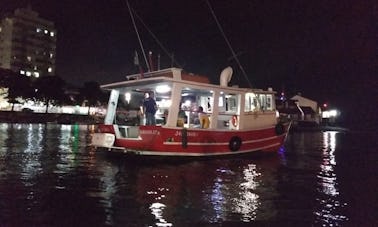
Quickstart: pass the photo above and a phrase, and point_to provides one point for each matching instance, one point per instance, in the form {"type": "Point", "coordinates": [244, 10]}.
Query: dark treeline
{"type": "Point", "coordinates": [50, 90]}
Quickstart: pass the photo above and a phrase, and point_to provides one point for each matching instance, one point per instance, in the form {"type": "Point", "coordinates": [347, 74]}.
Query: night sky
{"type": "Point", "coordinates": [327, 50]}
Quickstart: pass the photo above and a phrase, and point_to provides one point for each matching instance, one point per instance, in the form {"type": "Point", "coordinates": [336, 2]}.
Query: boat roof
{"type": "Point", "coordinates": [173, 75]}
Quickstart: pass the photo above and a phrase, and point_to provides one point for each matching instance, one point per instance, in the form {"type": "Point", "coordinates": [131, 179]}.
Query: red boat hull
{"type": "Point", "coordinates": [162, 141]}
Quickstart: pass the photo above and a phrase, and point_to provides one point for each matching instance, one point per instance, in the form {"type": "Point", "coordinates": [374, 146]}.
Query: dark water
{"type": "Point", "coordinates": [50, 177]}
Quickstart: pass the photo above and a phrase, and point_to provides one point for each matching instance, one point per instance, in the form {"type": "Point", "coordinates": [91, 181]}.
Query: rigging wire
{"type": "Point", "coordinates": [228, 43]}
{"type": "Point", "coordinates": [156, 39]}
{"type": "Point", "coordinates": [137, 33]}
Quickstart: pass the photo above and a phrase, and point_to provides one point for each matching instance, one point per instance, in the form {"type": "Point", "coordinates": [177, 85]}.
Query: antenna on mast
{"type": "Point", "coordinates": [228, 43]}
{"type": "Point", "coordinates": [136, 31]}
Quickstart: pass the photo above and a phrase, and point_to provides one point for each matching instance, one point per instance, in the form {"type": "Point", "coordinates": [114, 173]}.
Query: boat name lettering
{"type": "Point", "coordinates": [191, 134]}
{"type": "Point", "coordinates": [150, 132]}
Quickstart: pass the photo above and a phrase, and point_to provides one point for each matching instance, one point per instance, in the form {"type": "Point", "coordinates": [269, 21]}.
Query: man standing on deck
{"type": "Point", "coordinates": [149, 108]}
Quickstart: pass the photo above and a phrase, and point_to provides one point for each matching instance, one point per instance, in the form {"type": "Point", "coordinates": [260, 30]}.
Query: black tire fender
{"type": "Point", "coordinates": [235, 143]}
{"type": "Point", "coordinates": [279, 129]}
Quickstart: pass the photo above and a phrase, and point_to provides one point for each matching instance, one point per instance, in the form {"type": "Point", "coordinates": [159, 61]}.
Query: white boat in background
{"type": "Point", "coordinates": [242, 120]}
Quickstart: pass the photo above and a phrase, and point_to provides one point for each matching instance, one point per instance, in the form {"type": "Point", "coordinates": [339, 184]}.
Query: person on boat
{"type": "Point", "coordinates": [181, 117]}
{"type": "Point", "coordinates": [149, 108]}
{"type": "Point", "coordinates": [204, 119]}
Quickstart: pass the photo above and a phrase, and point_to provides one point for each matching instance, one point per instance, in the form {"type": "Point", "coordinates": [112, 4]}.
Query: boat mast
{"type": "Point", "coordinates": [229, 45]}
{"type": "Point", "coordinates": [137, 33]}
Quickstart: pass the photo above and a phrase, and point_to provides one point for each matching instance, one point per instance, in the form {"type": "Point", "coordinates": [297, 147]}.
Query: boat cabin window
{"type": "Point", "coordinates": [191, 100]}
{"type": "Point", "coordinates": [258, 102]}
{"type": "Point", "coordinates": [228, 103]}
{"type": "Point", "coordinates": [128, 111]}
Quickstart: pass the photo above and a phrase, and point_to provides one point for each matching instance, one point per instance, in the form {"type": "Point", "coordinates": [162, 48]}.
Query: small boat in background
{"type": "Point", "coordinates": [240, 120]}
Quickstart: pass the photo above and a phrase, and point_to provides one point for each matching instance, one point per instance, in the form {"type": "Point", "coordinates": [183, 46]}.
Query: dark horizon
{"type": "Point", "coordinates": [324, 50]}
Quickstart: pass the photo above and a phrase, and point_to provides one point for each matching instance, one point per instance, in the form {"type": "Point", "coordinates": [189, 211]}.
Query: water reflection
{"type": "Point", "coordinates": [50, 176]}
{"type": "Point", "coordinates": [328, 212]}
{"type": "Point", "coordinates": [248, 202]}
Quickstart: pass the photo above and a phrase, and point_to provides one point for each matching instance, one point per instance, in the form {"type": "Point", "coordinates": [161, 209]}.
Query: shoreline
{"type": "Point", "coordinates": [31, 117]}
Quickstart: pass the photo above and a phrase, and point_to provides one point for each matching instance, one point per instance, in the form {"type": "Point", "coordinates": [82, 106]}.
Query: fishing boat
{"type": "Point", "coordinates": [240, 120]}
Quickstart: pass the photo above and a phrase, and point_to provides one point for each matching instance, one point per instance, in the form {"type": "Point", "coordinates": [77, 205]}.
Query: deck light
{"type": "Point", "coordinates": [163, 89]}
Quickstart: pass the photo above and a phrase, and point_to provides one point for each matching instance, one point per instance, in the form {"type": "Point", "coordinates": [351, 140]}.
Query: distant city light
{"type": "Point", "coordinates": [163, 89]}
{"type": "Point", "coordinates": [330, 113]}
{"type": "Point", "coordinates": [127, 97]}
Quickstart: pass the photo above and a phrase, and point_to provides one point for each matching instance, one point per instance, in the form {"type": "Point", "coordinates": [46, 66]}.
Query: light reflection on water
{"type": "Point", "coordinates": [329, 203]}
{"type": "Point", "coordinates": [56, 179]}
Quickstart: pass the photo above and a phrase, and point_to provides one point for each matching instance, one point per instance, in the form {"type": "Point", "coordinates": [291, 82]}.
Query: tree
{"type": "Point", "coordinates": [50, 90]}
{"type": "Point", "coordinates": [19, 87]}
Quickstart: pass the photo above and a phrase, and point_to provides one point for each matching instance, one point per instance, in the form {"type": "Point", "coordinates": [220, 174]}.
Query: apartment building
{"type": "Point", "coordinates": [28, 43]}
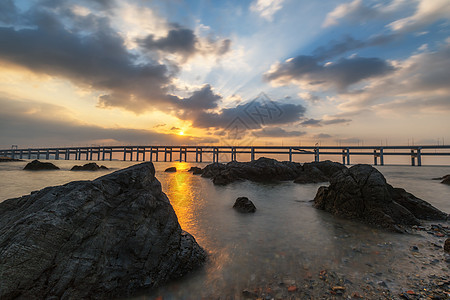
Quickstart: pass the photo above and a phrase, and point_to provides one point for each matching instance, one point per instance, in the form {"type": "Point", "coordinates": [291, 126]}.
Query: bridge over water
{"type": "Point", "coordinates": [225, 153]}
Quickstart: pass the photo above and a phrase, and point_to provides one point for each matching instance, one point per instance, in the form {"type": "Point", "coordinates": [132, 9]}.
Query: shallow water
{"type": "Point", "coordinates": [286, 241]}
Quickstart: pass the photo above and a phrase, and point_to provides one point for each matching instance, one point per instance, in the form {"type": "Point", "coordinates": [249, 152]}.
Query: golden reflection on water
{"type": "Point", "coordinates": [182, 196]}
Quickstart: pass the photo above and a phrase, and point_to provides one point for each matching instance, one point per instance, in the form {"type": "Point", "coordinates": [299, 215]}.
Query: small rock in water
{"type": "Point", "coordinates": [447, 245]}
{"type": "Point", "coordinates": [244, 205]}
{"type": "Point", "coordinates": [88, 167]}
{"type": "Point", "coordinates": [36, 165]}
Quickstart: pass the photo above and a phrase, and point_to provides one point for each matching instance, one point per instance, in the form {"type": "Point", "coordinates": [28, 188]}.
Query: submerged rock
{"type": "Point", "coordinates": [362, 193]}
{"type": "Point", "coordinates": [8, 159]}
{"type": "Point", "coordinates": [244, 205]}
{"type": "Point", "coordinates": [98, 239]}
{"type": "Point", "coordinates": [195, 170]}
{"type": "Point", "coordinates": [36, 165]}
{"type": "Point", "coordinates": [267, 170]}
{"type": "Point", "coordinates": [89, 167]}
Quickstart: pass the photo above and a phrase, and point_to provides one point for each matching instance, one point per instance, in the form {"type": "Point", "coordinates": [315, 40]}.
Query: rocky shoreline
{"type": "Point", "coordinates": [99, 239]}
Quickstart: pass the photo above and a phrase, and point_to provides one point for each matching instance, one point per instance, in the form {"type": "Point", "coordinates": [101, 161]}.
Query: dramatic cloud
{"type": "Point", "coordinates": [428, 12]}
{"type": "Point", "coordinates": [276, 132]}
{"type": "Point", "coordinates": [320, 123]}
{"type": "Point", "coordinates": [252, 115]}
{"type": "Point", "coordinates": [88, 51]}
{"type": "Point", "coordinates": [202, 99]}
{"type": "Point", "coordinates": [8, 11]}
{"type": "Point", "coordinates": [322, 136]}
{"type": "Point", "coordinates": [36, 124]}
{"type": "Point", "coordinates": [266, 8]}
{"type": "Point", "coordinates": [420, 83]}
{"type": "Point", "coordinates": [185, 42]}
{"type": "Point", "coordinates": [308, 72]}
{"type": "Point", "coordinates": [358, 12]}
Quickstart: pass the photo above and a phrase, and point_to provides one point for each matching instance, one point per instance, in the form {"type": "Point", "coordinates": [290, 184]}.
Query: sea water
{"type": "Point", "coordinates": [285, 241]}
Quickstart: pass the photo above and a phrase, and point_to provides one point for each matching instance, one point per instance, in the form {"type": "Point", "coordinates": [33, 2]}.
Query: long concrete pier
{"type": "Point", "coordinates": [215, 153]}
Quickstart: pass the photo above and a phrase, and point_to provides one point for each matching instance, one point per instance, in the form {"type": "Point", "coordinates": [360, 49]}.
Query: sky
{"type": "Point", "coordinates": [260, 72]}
————————
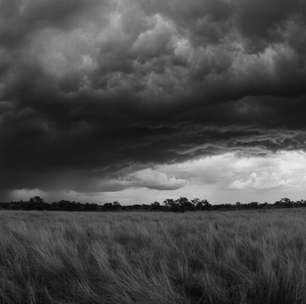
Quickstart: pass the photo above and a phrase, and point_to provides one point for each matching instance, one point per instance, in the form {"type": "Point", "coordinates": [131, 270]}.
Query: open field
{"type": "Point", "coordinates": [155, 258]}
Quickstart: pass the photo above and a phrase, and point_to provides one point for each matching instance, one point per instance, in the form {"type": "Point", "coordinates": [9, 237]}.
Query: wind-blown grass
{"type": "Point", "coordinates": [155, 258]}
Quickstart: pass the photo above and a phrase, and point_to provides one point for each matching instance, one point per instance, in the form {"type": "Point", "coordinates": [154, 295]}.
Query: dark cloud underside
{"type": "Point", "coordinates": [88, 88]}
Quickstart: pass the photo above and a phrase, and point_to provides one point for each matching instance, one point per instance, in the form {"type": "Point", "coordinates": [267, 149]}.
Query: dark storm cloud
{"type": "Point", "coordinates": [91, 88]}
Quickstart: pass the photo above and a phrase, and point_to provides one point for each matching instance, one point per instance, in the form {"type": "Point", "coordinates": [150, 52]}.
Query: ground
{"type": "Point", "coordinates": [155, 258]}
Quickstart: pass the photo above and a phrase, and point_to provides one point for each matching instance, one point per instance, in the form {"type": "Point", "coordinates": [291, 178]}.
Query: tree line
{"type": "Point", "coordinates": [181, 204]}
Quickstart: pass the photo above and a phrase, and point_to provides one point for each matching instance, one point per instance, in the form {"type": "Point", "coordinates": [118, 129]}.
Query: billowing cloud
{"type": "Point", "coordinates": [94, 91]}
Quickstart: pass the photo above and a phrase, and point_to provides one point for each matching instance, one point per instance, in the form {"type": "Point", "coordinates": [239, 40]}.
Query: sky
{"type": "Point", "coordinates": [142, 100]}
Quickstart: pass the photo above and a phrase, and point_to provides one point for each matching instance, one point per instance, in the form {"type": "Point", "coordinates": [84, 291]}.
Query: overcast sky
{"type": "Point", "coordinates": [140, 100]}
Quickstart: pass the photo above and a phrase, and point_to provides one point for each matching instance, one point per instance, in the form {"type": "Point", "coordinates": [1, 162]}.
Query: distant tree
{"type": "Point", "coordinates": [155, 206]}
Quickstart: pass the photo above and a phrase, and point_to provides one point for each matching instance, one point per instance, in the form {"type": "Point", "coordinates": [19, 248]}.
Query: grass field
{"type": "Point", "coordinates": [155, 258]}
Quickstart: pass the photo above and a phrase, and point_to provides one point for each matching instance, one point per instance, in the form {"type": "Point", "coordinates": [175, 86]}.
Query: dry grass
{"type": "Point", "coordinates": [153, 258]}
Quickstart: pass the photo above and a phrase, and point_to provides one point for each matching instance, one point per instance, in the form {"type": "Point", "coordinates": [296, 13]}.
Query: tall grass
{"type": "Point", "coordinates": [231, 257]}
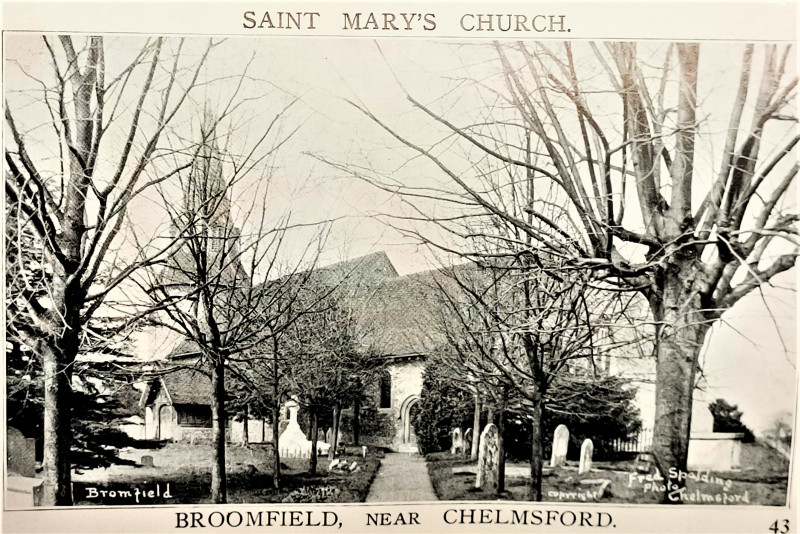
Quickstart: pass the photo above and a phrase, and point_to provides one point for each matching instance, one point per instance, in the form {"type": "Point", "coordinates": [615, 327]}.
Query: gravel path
————————
## Activity
Skipping every picture, transcribe exactly the lines above from the one containing "Query: dry grass" through the one containing "Query: gravel path", both included.

## Expected answer
Query: dry grass
{"type": "Point", "coordinates": [153, 258]}
Quickstart: pass the photo above and a phrase, and point_to provides one point for each matching instance, one point per instance, in the form {"type": "Point", "coordinates": [296, 13]}.
Query: tall grass
{"type": "Point", "coordinates": [231, 257]}
Quickstart: pass the photo above and a phrase, and point_to provides one point for each matching instance, one point per instance, in the form {"type": "Point", "coordinates": [615, 327]}.
Query: gravel path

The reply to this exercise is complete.